======== Quoted passage ========
Last Updated: 1/12/07
Militarization of Intelligence


Military takes over intelligence

Melvin A Goodman
Miami Herald
January 12, 2007

The expected confirmation of retired Navy Adm. Mike McConnell as director of national intelligence will complete the Pentagon's takeover of the intelligence community and end any pretense of civilian influence, let alone control, of the community. Flag officers are now in control of the Central Intelligence Agency and the National Counterterrorism Center as well as the key position of undersecretary of defense for intelligence.

The militarization of intelligence is a reversal of the kind of community that President Harry Truman began to create 60 years ago and will complicate efforts to rebuild the nation's strategic intelligence capabilities.

Over the past decade, the Department of Defense has gradually become the chief operating officer of the $45 billion intelligence industry. The Pentagon controls more than 80 percent of the intelligence budget as well as more than 85 percent of all intelligence personnel. Most collection requirements flow from the Pentagon, and the deference within the policy community and the congressional intelligence communities for the ''warfighter'' has meant that tactical military considerations have overwhelmed collection for strategic geopolitical considerations.

There are major risks in the military domination of the important field of satellite imagery, which is used to justify the defense budget, to gauge the likelihood of military conflict, and to verify and monitor arms control agreements. Gen. Colin Powell's memoir, An American Journey, details the military's willingness to suppress sensitive imagery intelligence. During Desert Storm in 1991, Gen. Norman Schwarzkopf said that a smart bomb had destroyed four Iraqi Scud missile launchers. Intelligence imagery demonstrated that it had actually destroyed four Jordanian fuel tanks. Schwarzkopf's intelligence officers would not tell him he was wrong, nor would Powell, who concluded that preserving Schwarzkopf's ''equanimity'' was more important than the truth.
======== Record set ========
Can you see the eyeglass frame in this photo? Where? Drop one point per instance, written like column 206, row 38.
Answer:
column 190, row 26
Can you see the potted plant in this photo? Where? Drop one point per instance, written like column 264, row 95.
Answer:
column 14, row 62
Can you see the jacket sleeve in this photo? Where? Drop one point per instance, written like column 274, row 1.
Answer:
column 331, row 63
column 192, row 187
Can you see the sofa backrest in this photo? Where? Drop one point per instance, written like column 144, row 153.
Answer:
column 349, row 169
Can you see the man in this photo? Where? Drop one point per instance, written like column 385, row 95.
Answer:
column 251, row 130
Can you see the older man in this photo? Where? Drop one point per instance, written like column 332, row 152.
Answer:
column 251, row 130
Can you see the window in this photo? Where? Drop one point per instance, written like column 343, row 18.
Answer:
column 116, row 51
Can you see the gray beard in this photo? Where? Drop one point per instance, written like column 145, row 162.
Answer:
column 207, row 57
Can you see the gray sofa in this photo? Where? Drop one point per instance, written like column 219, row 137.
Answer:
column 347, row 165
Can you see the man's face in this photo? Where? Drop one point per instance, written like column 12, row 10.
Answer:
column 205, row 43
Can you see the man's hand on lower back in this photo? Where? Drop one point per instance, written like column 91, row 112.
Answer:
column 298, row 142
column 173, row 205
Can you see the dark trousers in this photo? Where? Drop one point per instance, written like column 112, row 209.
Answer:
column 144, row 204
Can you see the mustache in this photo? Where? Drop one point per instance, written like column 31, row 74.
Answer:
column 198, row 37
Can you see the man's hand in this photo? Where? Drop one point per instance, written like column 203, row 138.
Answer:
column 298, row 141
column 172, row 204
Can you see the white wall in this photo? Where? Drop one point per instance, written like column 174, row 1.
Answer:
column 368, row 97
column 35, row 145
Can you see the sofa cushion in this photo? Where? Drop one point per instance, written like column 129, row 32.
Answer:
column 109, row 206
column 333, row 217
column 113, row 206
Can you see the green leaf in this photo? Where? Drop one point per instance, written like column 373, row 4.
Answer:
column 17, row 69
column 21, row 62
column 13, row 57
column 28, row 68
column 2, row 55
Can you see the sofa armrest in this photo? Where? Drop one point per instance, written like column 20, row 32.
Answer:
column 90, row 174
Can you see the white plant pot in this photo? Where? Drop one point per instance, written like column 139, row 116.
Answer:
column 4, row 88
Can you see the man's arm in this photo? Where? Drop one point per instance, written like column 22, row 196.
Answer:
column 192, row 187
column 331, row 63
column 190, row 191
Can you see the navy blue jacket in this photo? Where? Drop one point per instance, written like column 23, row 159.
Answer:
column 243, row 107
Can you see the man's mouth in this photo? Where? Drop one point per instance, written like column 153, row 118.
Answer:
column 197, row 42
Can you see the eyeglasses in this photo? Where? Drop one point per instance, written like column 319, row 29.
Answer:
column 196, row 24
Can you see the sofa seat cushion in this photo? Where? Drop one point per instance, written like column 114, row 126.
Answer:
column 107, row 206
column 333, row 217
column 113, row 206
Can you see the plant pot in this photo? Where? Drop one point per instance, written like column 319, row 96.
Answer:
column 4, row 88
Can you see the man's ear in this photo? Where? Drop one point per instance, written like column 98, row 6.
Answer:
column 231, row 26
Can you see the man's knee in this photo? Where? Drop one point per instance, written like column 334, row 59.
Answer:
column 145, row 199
========
Requirement A:
Please return the part of the listing that opens with its first line and closes with the line containing "column 172, row 204", both included, copying each line without any change.
Requirement B:
Write the next part of the piece on the militarization of intelligence, picking up after its last sentence.

Task response A:
Can you see the eyeglass frame in this photo? Where? Drop one point per instance, written like column 206, row 38.
Answer:
column 190, row 26
Can you see the potted plant in this photo? Where? Drop one point per instance, written like column 264, row 95.
Answer:
column 14, row 62
Can you see the jacket sleeve in this photo? Where? Drop one point per instance, written like column 274, row 1.
Answer:
column 331, row 63
column 192, row 187
Can you see the sofa backrest in this photo? Where? Drop one point per instance, written like column 144, row 153.
Answer:
column 349, row 169
Can you see the man in this photo? Where? Drop one point per instance, written like column 385, row 95.
Answer:
column 251, row 130
Can you see the older man in this photo? Where? Drop one point per instance, written like column 332, row 152.
Answer:
column 251, row 130
Can you see the window in this photo? Where? Drop one point per instance, written like column 343, row 18.
Answer:
column 116, row 51
Can you see the gray beard in this photo? Where? Drop one point per instance, written like column 145, row 162.
Answer:
column 207, row 57
Can you see the gray sofa in this photo? Where? Drop one point per instance, written like column 219, row 137.
Answer:
column 347, row 165
Can you see the man's face in this photo? Where? Drop one point per instance, written like column 12, row 10.
Answer:
column 205, row 43
Can you see the man's hand on lower back in this photo? Where? Drop one point per instance, written like column 91, row 112.
Answer:
column 298, row 142
column 173, row 205
Can you see the dark trousers in this photo? Where? Drop one point per instance, written like column 112, row 209.
Answer:
column 144, row 204
Can you see the mustache in this photo? Where? Drop one point per instance, written like column 31, row 74.
Answer:
column 198, row 37
Can you see the man's hand in this photo? Where? Drop one point per instance, written like column 203, row 138.
Answer:
column 298, row 141
column 172, row 204

Task response B:
An excellent example of the Pentagon's lack of interest in strategic intelligence, particularly dealing with arms control and disarmament, took place in 1998, when the National Geospatial Intelligence Agency failed to monitor five Indian nuclear tests. This intelligence failure led then-CIA Director George Tenet to tell the Congress that the CIA could not monitor the Comprehensive Test Ban Treaty and, as a result, the Senate failed to ratify the treaty.

In piecing together the reasons for the intelligence failure, it was obvious that the Pentagon had placed a low priority on satellite collection against India because the military was insufficiently concerned with threats from South Asia and was not interested in arms control issues.

It is essential that the major technical collection agencies, the National Security Agency (which intercepts signals and communications and is essential to strategic warning), the National Reconnaissance Office (which designs and launches spy satellites), and the National Geospatial Intelligence Agency (which interprets satellite imagery) be taken from the Pentagon's control and transferred to an office dominated by civilian leadership.

The Senate Select Committee on Intelligence and the Senate Armed Forces Committee must agree to abolish or at least weaken the position of undersecretary of defense for intelligence, which was created by former Secretary of Defense Donald Rumsfeld to solidify the Pentagon's control over the intelligence community. The Pentagon played a major role in the politicization of intelligence that was used to justify the war against Iraq.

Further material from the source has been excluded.